**** Material provided ****

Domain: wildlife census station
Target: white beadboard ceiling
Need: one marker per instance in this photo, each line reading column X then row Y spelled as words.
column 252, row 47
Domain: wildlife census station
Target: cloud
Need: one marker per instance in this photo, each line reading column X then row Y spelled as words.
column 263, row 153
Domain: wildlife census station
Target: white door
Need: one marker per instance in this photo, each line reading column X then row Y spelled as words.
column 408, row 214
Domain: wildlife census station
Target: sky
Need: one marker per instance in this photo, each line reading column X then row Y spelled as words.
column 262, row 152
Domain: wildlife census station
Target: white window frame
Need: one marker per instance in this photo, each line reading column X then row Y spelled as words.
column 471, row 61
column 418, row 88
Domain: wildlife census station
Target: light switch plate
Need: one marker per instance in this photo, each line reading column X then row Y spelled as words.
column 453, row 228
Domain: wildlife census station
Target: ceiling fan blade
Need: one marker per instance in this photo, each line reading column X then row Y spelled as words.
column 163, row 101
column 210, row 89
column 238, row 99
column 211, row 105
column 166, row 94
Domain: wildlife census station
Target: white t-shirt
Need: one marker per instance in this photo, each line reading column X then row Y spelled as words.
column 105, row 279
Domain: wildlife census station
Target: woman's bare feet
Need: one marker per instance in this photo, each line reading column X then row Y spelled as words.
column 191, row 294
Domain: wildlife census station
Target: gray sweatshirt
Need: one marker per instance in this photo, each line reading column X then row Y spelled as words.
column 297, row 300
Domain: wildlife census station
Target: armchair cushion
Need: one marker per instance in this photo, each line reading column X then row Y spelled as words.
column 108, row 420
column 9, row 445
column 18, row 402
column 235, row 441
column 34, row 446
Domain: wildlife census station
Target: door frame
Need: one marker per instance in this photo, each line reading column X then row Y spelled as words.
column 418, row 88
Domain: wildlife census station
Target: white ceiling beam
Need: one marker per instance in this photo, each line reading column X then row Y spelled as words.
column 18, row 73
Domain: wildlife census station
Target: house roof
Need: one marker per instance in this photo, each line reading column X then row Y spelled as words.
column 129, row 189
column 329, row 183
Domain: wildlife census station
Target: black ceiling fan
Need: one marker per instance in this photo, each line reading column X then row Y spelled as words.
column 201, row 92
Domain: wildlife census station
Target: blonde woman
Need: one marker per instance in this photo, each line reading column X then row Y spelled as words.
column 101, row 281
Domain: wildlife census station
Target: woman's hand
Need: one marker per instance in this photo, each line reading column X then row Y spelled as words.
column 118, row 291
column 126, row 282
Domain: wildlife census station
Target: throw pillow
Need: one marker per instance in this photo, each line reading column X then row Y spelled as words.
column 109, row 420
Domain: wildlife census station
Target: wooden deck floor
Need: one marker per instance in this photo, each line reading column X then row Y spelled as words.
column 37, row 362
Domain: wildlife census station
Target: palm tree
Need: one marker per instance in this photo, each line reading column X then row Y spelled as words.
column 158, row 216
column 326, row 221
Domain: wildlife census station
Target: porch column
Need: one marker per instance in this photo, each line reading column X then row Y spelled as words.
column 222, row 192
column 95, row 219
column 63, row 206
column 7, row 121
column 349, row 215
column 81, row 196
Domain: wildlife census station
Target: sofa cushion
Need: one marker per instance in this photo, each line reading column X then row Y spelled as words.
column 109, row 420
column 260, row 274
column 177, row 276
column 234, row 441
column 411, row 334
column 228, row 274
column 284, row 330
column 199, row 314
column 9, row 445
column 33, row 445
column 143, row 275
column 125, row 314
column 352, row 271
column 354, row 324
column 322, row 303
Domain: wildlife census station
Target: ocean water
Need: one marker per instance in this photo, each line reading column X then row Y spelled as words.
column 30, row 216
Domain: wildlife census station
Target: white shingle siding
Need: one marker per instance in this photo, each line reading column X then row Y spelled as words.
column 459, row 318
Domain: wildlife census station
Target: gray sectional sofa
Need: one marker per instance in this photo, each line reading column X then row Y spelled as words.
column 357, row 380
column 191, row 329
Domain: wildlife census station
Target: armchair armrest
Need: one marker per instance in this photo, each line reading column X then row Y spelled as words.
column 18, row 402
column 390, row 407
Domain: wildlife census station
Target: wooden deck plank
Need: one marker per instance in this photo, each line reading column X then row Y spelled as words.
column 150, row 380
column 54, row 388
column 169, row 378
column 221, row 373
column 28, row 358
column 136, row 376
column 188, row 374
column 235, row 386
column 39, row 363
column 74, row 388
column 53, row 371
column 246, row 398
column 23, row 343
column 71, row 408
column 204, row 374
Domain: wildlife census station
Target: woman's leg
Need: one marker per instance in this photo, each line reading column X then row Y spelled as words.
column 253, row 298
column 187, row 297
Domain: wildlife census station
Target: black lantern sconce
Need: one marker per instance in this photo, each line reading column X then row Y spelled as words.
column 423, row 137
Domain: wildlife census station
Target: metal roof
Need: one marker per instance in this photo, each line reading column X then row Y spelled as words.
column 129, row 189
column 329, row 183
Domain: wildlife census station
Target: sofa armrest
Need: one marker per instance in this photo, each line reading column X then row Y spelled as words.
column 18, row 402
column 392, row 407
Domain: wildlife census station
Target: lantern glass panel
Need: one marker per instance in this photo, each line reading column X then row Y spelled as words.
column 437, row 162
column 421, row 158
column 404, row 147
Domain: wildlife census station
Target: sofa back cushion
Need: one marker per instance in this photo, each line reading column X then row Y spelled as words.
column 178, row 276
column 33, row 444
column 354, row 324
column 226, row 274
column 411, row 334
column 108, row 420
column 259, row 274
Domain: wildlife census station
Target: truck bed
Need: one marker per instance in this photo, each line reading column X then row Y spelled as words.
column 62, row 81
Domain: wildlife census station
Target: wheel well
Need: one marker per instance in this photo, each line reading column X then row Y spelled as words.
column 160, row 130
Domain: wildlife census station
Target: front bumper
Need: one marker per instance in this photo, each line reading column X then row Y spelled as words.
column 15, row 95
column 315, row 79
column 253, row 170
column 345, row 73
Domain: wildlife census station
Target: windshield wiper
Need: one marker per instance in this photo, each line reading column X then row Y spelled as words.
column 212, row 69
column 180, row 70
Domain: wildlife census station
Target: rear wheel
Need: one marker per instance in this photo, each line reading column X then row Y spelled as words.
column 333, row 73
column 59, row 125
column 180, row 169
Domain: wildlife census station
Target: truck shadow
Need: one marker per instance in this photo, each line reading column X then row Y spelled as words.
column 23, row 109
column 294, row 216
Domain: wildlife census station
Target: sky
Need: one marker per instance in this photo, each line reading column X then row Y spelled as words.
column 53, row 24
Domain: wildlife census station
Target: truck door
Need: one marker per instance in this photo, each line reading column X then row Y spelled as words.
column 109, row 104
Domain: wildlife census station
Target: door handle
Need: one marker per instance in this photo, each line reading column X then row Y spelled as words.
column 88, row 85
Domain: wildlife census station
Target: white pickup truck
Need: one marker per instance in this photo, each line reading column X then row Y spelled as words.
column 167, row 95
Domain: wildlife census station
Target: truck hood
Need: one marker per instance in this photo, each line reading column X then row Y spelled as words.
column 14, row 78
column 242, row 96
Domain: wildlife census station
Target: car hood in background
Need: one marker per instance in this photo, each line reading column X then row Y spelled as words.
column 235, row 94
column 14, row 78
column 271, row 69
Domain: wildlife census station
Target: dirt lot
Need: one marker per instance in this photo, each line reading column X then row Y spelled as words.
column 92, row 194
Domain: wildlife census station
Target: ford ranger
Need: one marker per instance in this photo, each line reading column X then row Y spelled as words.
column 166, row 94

****

§ **What needs to be done**
The exact lines of the material above starting at the one that contains "Target: porch column" and ending at the one that contains "Target: ocean water" are what to retype; leave out everything else.

§ **Expected answer**
Target: porch column
Need: one marker per instance in this photo, each line reading column X then row Y spelled as words.
column 222, row 192
column 95, row 219
column 63, row 206
column 7, row 121
column 349, row 215
column 81, row 196
Domain: wildlife census station
Target: sofa cushion
Need: one marker per instance in this photo, each line reading column X then row Y spelled as words.
column 109, row 420
column 260, row 274
column 177, row 276
column 234, row 441
column 411, row 334
column 228, row 274
column 284, row 330
column 199, row 314
column 9, row 445
column 33, row 445
column 143, row 275
column 125, row 314
column 352, row 271
column 354, row 324
column 322, row 303
Domain: wildlife census station
Target: ocean water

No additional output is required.